▶ ACTIVITY
Search the material below for the string "silvery" and extract each line that has it.

▶ SOURCE DATA
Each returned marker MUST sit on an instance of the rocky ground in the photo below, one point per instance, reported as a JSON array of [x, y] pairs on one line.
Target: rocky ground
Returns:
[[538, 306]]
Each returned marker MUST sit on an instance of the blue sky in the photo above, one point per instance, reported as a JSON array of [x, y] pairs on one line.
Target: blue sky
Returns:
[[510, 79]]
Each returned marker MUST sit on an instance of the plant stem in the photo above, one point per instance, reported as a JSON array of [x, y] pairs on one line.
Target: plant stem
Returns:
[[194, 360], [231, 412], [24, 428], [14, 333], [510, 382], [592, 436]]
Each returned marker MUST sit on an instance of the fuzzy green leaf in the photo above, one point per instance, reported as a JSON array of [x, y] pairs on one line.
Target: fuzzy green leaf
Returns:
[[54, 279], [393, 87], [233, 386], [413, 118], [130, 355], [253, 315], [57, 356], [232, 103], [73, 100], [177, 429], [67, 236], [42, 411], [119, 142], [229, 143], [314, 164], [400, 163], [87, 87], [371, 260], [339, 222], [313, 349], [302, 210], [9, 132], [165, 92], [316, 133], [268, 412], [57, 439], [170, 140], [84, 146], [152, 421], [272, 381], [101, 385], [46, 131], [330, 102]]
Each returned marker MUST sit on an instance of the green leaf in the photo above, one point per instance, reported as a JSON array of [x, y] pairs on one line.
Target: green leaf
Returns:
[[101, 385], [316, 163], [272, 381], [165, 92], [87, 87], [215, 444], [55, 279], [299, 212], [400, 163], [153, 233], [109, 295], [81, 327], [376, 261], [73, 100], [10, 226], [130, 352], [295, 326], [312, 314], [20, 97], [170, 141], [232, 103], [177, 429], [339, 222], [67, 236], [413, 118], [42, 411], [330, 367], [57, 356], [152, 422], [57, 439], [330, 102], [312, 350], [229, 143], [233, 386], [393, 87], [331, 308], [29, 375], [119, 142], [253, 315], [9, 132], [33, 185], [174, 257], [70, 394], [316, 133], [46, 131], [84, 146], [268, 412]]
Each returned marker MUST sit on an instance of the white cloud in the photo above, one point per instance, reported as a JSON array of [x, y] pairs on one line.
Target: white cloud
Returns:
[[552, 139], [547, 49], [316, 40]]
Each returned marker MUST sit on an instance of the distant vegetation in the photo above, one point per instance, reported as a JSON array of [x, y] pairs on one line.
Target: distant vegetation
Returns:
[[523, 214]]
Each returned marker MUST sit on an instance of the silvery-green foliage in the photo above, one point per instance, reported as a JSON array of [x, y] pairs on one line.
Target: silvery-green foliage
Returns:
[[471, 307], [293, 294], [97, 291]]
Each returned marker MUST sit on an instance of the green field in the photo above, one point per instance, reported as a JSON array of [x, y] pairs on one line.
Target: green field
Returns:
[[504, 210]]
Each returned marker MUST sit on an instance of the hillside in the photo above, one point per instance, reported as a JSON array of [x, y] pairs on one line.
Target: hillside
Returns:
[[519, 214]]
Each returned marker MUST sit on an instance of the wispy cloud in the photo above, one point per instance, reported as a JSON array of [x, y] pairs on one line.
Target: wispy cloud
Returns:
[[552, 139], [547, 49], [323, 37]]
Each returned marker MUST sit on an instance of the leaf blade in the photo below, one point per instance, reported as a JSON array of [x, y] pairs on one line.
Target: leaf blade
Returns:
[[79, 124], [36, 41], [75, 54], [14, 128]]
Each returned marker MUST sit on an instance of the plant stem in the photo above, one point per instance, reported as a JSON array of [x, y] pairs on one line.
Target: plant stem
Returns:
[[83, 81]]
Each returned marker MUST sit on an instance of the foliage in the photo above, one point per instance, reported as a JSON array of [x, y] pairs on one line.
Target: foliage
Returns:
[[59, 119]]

▶ RESULT OF THE EXERCISE
Each returned marker MUST sit on an instance of the silvery-green foliage in the photo above, one point per instance, reported as a JSON array of [x, y] pairs on one line.
Target: silvery-green foliage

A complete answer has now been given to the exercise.